- **WHAT THE TASK REQUIRES**
Below are the records; copy exactly the stretch from the line containing "In the photo below, where can the dayflower" through the line containing "In the photo above, where can the commelina", both ends included, and nothing else.

● ● ●

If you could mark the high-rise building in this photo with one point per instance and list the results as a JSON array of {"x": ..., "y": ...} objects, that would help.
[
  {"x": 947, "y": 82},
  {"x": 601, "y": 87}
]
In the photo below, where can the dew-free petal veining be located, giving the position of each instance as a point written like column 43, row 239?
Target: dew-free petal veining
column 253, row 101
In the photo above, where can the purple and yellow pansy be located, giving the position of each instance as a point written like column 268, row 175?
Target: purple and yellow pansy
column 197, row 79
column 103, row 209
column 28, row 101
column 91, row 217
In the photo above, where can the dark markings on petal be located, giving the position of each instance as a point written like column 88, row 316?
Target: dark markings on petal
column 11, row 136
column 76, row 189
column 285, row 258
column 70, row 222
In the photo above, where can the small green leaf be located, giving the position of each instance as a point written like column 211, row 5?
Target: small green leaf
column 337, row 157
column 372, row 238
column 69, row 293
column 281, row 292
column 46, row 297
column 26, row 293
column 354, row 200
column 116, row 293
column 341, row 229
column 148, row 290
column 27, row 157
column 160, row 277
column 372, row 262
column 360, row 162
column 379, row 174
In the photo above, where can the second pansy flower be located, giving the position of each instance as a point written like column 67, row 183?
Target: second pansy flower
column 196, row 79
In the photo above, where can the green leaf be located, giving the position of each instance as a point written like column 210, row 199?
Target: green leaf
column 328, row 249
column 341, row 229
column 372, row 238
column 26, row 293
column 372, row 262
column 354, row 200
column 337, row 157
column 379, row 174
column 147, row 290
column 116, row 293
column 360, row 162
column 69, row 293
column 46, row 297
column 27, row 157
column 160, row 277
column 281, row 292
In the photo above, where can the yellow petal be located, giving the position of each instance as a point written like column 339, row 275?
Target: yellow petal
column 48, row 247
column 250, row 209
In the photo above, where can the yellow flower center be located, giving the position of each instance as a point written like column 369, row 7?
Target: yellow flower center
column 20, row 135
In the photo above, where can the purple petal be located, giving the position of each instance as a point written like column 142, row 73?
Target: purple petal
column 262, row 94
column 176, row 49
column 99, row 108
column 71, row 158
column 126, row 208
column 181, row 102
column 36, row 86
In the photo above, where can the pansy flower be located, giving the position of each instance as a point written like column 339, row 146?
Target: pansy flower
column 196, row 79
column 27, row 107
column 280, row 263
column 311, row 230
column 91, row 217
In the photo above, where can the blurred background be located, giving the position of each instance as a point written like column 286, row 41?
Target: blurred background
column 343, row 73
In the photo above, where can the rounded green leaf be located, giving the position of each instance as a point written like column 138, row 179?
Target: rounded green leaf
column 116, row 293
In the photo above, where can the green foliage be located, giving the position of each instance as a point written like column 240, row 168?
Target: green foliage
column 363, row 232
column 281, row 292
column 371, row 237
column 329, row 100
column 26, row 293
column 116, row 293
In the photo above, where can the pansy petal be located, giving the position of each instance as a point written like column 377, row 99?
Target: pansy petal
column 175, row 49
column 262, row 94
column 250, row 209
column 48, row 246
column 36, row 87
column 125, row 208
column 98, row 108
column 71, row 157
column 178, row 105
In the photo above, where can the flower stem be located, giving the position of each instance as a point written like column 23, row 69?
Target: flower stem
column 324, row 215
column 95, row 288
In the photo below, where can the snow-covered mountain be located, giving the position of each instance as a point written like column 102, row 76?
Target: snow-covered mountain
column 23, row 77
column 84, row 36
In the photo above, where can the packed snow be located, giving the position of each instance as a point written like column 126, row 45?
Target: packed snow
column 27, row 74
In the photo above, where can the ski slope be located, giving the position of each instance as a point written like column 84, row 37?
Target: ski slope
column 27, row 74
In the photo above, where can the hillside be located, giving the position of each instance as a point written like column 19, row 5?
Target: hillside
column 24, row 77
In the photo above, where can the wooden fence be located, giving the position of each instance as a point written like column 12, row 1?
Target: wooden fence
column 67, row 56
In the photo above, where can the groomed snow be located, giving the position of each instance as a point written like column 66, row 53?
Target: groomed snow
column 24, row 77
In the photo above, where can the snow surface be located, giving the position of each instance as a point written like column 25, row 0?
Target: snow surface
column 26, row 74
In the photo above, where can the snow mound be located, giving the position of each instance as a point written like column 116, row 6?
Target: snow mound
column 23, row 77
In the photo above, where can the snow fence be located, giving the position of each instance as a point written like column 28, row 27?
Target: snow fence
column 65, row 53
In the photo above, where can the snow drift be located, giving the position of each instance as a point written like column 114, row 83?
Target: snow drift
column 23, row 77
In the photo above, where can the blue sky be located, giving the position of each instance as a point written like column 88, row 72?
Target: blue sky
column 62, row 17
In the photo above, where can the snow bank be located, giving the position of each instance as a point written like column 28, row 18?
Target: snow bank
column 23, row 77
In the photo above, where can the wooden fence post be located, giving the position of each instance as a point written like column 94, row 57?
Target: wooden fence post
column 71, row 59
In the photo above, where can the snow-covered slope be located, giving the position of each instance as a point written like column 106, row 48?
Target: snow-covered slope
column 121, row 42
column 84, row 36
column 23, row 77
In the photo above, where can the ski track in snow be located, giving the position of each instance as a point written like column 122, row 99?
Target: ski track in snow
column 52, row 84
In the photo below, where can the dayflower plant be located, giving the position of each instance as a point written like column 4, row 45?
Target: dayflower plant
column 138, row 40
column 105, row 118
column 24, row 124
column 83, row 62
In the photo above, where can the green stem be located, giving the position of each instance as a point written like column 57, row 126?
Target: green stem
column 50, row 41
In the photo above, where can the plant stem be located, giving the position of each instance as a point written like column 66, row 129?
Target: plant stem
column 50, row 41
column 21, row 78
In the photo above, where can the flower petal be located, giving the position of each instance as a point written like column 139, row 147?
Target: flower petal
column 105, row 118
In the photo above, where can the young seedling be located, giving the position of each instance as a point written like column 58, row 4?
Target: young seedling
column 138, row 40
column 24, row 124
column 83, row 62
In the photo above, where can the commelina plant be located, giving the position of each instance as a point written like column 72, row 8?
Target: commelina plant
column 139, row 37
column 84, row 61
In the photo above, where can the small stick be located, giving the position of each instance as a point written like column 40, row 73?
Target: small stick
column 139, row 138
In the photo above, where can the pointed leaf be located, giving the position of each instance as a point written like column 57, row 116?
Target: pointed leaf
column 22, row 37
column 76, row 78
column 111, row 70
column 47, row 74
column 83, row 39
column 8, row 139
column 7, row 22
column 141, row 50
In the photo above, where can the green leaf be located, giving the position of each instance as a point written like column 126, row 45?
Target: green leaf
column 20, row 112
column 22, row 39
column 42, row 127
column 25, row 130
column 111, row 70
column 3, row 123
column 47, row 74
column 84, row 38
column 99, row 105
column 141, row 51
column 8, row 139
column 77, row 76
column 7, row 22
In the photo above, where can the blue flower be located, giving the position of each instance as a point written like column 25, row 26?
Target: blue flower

● ● ●

- **OUTPUT**
In the photo below, where can the dayflower plant be located, giving the position of each instance as a point written like column 4, row 45?
Target: dayflower plant
column 138, row 40
column 105, row 118
column 24, row 124
column 83, row 62
In the photo above, where can the green stem be located, giving the position of each instance as a point written like column 57, row 126?
Target: green stem
column 50, row 41
In the photo above, where can the plant stem be located, giving the position of each instance as a point written like column 66, row 129?
Target: plant stem
column 50, row 41
column 21, row 78
In the photo above, where can the flower petal be located, giving the position of each instance as a point written like column 139, row 147?
Target: flower petal
column 105, row 118
In the photo above, where can the young seedling be located, giving the position of each instance as a point written like column 58, row 4?
Target: young seedling
column 138, row 40
column 24, row 124
column 83, row 62
In the photo above, where can the commelina plant be located, giving the position of each instance as a point written like column 72, row 8?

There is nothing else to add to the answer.